[DOCUMENT SECTION — start]

PERC Announces it’s 2021 Campus Sustainability Champions; Congratulations to ‘RayCycle
The Campus Sustainability Champion title is awarded to students, faculty, administrators, and staff of Pennsylvania colleges and universities who have made meaningful contributions benefiting social, economic and/or environmental sustainability on their campus, in their community, or in society at large. Contributions can be in areas of teaching, research, co-curricular programs, campus culture, community service, and campus operations, including food recovery.
Bucknell University Student Winners;
‘Raycycle initiative started out of Professor Kat Wakabayashi’s polymer engineering research lab in March 2020, when the COVID-19 pandemic closed the Bucknell University campus. Eight research students (Philip Onffroy, Riley DeBaecke, Brooke Dickey, Jeffrey Gibbs, Prism Li, Rain Lu, Haley Scopelliti, and Kalie Yuen) decided to come together (‘Ray Bucknell!) to innovate while quarantining at home. With the general public use of disposable plastics (takeout containers, plastic bags, online shopping packaging) on the rise during the pandemic, Team ‘Raycycle decided to raise awareness of the consumption behavior and do its part in collecting and recycling some of the plastic materials, based on their research expertise. The team asked the Bucknell and surrounding community to take advantage of the stay-at-home period to collect several types of post-consumer plastics waste: grocery checkout bags, packaging air pillows, soda bottle caps, and single-use coffee pods. These plastic materials are often rejected at municipal and commercial recycling centers due to their cumbersome shapes and potential contamination levels.
The community-driven plastics collection started in the spring of 2020, and through the summer, 3800+ pieces of plastics waste were pledged. When Bucknell campus reopened in fall of 2020, Team ‘Raycycle combined individual contributions and re-processed these “difficult-to-recycle” plastic waste into Bucknell Bison-themed products such as keychains and cookie cutters. The 100% recycled plastic products are given back to the individual community contributors as token of appreciation, and further given out to the rest of campus at sustainability and environmental awareness events and venues. The ‘Raycycle initiative was Bucknell’s community engagement at its best, backed by student motivation and University’s patented plastics processing technology.

[DOCUMENT SECTION — finish]
[DATASET ENTRIES — start]

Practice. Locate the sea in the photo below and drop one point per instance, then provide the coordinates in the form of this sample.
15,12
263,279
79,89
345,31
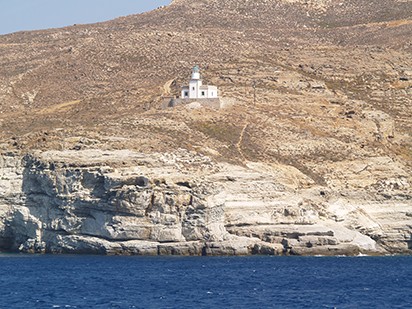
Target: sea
81,281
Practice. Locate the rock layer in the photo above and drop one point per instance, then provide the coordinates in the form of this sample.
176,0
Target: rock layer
182,203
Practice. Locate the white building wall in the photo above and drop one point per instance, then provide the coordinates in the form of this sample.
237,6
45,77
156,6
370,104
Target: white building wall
212,92
194,88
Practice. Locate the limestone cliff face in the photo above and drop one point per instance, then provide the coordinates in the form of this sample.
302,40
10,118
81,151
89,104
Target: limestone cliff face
123,202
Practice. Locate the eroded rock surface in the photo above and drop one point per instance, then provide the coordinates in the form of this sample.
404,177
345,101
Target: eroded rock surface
183,203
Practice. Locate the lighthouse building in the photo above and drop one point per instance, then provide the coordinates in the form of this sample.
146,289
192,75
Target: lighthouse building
196,89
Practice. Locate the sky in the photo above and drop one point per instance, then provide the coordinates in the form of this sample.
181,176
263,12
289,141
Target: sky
18,15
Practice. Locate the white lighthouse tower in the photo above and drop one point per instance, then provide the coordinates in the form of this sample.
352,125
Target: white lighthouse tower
196,90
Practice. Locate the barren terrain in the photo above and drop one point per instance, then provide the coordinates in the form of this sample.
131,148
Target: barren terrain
320,93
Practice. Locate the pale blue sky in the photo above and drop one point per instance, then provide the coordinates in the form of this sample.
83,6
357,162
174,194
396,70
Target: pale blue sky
17,15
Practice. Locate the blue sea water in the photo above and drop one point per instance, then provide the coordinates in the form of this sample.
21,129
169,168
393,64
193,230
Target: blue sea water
204,282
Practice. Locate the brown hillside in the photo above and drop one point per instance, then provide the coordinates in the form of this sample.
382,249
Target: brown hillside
333,83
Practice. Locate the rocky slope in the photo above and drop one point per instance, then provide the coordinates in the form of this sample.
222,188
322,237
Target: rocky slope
313,155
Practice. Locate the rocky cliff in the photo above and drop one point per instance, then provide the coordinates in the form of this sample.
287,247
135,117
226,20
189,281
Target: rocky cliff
313,155
123,202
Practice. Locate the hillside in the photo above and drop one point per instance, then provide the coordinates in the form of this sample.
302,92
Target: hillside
322,103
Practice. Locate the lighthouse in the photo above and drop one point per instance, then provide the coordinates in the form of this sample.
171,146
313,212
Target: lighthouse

[DATASET ENTRIES — finish]

- **TASK REQUIREMENTS**
(A) From the sustainability champions announcement, rewrite the part that opens with the words containing "PERC Announces it’s" and closes with "including food recovery.", switching "community service" to "volunteer work".
(B) List the types of post-consumer plastics waste that, according to the sustainability champions announcement, the team asked the community to collect.

- **SOLVED PROBLEMS**
(A)
PERC Announces it’s 2021 Campus Sustainability Champions; Congratulations to ‘RayCycle
The Campus Sustainability Champion title is awarded to students, faculty, administrators, and staff of Pennsylvania colleges and universities who have made meaningful contributions benefiting social, economic and/or environmental sustainability on their campus, in their community, or in society at large. Contributions can be in areas of teaching, research, co-curricular programs, campus culture, volunteer work, and campus operations, including food recovery.

(B) Grocery checkout bags, packaging air pillows, soda bottle caps, and single-use coffee pods.